Mal se passa a soleira da porta e se entra na loja, a visão de prateleiras repletas de caixas e mais caixas, em lata e cartão, recheadas dos mais variados biscoitos e bolachas desperta outro dos nossos sentidos: o paladar. Só este permite absorver todos os diferentes sabores e texturas dos cerca de 40 tipos de doces e, assim, entender um pouco melhor como passados 144 anos os produtos desta empresa continuam a ser muito procurados e a fazer as delícias de miúdos e graúdos.
Todas estas iguarias ganham forma na fábrica, contigua à loja, onde os cerca de 30 funcionários desenvolvem um processo de produção todo ele ainda muito manual e artesanal. Se o amassar das massas e o bater dos cremes, ou o moldar dos biscoitos e bolachas e a cozedura contam com a ajuda de máquinas para facilitar o trabalho, já o embalamento ainda é muito tradicional e feito à mão, para garantir que os biscoitos cheguem nas melhores condições ao cliente.
O segredo da longevidade do negócio está em ter sabido preservar a essência dos produtos ao longo dos tempos. "Somos conhecidos por fabricarmos biscoitos e bolachas de excelente qualidade e o produto que hoje se produz é comparável com o que se produzia antigamente", salienta Eduardo Sousa, diretor financeiro e atual dono da Paupério, avançando: "Temos consumidores de diversas idades e as pessoas mais velhas dizem que os produtos têm o mesmo sabor que tinham há 50 anos. Isso dá-nos satisfação e ânimo para continuarmos a apostar numa seleção cuidada das matérias-primas, mantendo as receitas originais e os processos de fabrico basicamente iguais. Modernizámos equipamentos de moldagem e equipamentos para amassar e misturar as matérias-primas, mas na sua essência, a mão-de-obra, está em grande escala na produção dos nossos produtos".

_ _ _

## TAREFAS
• A. Diga se cada afirmação está de acordo com o texto sobre a Paupério, respondendo sim ou não e citando tal e qual as palavras do texto que decidem: (i) a fábrica tem cerca de 30 funcionários; (ii) o embalamento dos biscoitos é feito por máquinas; (iii) Eduardo Sousa é o atual dono da Paupério.
• B. Reproduza, sem alterar nada, o trecho do texto sobre a Paupério que vai de "Todas estas iguarias" a "condições ao cliente.".
As linhas que vêm a seguir são material à parte, sem relação com o texto.

_ _ _

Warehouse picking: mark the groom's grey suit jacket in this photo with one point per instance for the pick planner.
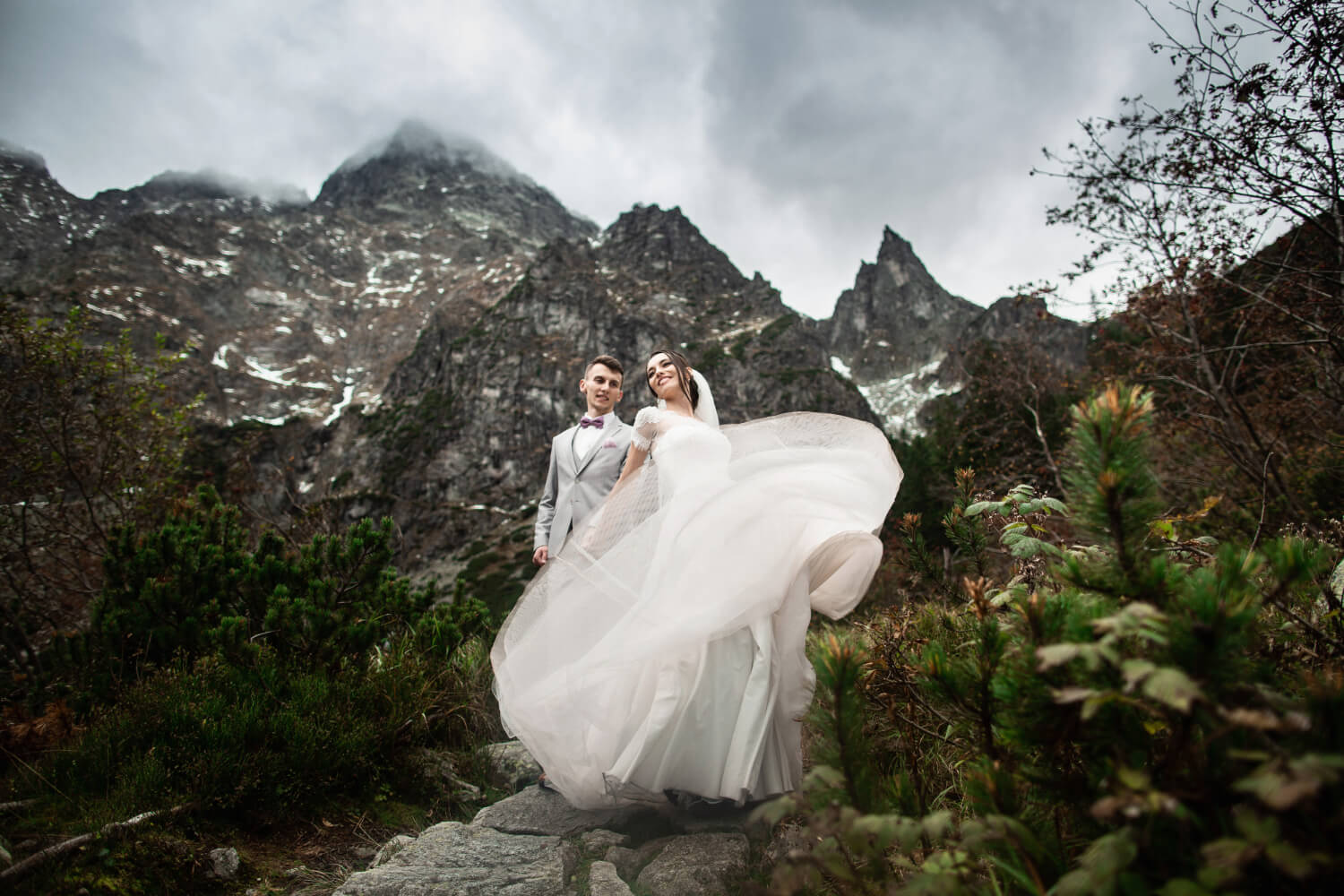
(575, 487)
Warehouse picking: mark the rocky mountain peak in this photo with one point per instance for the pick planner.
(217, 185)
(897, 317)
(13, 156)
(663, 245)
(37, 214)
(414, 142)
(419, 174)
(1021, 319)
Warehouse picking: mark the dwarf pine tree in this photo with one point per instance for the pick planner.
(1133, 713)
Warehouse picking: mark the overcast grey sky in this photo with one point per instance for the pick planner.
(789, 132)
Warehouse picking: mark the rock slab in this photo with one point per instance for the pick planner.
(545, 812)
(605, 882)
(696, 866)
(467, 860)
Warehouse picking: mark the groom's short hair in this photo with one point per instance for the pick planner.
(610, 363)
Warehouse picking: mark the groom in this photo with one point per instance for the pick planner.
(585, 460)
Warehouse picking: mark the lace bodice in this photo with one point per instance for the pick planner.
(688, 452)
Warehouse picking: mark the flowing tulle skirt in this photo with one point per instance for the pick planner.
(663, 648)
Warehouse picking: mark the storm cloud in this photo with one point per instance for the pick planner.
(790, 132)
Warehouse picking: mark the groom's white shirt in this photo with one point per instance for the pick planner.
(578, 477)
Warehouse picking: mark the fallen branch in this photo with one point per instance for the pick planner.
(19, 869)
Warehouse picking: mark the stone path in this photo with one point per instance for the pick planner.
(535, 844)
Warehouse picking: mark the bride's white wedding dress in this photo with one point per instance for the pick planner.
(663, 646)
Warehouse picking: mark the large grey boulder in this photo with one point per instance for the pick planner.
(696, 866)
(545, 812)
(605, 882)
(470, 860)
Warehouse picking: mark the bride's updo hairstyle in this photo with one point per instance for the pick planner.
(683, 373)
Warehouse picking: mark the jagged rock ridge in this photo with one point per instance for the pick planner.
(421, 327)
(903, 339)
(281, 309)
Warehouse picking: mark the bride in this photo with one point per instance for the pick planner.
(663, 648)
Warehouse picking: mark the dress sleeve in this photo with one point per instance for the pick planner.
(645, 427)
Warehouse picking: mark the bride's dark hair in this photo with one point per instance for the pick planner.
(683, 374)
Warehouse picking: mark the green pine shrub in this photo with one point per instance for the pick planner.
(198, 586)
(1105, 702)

_ _ _

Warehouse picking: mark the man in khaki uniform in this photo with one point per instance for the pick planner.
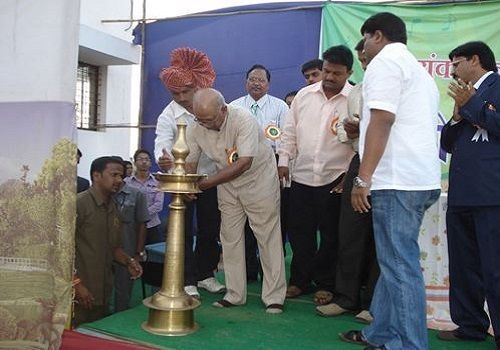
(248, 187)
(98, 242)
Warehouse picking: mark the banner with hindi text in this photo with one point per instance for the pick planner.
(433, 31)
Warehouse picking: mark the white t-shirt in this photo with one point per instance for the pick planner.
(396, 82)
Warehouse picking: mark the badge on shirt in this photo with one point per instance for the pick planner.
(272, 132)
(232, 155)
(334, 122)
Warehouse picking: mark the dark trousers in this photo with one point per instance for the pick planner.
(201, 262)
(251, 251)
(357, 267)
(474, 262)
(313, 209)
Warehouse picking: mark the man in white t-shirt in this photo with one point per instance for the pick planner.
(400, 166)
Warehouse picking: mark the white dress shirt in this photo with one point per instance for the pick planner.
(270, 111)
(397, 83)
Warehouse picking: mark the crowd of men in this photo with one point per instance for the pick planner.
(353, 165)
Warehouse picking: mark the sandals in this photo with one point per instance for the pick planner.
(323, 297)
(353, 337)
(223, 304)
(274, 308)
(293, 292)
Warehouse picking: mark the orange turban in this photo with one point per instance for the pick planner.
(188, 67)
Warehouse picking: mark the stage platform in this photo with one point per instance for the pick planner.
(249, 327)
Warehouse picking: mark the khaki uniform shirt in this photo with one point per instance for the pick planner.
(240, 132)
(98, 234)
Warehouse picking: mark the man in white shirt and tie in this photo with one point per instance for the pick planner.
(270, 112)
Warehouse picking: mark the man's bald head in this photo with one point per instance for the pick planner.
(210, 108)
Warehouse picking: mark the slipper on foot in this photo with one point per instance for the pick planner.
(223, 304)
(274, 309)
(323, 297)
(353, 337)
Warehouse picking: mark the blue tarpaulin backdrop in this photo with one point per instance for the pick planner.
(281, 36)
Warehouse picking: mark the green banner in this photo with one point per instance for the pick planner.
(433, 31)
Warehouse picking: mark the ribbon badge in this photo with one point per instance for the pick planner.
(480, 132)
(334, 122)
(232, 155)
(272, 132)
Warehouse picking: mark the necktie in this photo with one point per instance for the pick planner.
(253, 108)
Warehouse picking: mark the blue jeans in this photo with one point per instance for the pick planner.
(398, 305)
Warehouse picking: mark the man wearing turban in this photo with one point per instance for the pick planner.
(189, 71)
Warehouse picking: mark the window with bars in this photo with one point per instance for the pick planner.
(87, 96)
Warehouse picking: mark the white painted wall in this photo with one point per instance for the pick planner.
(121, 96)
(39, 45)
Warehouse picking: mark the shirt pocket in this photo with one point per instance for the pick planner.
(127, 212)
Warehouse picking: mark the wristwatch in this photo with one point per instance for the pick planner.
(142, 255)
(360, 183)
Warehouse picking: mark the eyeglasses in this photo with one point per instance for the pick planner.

_ _ _

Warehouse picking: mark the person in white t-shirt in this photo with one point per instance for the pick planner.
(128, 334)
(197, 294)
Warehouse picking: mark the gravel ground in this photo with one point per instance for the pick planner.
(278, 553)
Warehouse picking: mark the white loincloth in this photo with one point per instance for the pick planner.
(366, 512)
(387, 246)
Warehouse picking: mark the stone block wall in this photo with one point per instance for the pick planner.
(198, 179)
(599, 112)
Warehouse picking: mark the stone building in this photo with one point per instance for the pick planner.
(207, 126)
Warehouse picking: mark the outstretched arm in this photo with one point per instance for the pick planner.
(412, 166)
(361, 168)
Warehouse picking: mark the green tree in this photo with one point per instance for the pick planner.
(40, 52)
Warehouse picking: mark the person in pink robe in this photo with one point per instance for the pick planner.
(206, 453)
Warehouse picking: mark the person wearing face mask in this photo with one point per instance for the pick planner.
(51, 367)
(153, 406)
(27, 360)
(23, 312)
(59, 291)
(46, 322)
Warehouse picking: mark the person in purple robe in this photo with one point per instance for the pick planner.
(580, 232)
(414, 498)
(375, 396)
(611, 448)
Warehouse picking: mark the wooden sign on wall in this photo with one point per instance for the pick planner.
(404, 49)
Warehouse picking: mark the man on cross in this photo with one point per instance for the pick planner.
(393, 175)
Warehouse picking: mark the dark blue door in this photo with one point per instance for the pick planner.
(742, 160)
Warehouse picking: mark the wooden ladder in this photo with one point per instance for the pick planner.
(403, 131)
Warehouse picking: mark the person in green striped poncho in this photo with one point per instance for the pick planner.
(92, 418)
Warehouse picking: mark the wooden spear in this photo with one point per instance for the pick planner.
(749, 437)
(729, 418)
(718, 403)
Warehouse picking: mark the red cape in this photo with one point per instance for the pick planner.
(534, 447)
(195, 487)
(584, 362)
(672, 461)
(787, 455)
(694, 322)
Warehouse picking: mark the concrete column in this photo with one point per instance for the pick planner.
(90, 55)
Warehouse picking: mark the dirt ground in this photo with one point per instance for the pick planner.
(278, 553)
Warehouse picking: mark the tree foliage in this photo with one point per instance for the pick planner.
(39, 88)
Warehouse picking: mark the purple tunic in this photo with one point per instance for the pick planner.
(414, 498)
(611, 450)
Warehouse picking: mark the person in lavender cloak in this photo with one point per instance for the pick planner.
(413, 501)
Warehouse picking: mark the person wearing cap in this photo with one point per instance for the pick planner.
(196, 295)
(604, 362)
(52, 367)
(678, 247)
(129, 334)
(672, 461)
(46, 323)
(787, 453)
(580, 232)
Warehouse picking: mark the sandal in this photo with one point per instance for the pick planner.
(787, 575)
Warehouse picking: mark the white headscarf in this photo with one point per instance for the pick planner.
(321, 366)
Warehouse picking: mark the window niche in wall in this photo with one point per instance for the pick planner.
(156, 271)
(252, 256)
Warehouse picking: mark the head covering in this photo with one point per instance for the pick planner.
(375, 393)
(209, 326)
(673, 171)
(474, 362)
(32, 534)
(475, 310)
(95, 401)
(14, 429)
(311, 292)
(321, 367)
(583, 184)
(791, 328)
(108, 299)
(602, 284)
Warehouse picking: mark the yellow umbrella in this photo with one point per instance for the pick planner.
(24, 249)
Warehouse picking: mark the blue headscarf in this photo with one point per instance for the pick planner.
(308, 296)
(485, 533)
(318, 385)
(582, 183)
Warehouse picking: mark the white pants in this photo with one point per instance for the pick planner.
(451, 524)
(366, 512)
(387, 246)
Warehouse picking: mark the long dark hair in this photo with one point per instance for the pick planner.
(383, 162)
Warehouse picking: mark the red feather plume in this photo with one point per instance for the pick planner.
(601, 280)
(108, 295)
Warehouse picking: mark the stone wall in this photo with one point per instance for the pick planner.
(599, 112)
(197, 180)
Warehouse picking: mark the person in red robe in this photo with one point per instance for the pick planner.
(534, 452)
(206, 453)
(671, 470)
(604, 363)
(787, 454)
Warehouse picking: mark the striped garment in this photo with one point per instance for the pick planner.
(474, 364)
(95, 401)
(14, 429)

_ _ _

## SOLUÇÕES
• A.
(i) Sim: "onde os cerca de 30 funcionários desenvolvem um processo de produção todo ele ainda muito manual e artesanal"
(ii) Não: "já o embalamento ainda é muito tradicional e feito à mão"
(iii) Sim: "salienta Eduardo Sousa, diretor financeiro e atual dono da Paupério"

• B.
Todas estas iguarias ganham forma na fábrica, contigua à loja, onde os cerca de 30 funcionários desenvolvem um processo de produção todo ele ainda muito manual e artesanal. Se o amassar das massas e o bater dos cremes, ou o moldar dos biscoitos e bolachas e a cozedura contam com a ajuda de máquinas para facilitar o trabalho, já o embalamento ainda é muito tradicional e feito à mão, para garantir que os biscoitos cheguem nas melhores condições ao cliente.